*** Record extracts ***

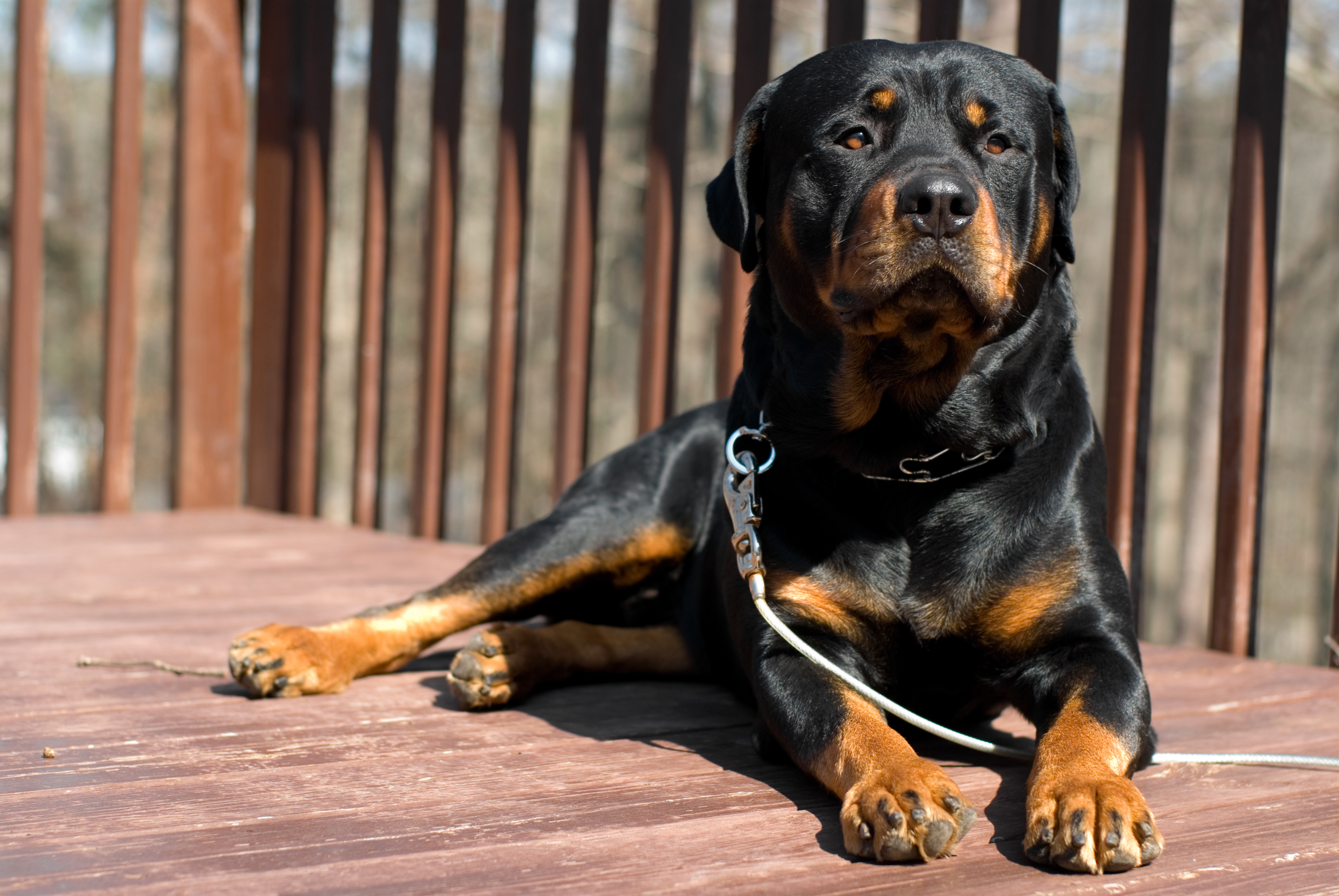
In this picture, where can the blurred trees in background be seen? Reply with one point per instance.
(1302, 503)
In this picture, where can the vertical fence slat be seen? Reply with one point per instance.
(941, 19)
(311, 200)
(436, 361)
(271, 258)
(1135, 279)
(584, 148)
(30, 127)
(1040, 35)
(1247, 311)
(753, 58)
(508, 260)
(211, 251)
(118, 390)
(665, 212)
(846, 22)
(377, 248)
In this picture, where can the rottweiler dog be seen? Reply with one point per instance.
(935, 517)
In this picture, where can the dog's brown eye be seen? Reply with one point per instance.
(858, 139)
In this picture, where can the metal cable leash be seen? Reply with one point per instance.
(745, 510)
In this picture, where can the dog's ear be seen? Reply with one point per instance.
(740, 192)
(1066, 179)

*** End of Record extracts ***

Requirement:
Exact copy, no pictures: write out all the records above.

Answer for this exercise:
In this picture, where can the blurred trees in background be seen? Reply with one point per instance.
(1302, 503)
In this picture, where can the vertical fence slat be seen? Reply with one point per instance.
(941, 19)
(311, 200)
(436, 361)
(271, 258)
(1135, 279)
(584, 148)
(30, 127)
(1040, 35)
(1247, 311)
(753, 58)
(508, 260)
(211, 251)
(118, 390)
(665, 212)
(846, 22)
(377, 248)
In this picture, where can the rottweiler dog be seen? Reply with one point per instance.
(935, 517)
In this picture, where can the dog's brown eye be seen? Reply with one point per instance.
(858, 139)
In this picture, where can the metal cable leash be seen? Reply with one point per instance.
(745, 510)
In this picture, where can the dog's ear be seen? Reply with one point per instance.
(740, 192)
(1066, 179)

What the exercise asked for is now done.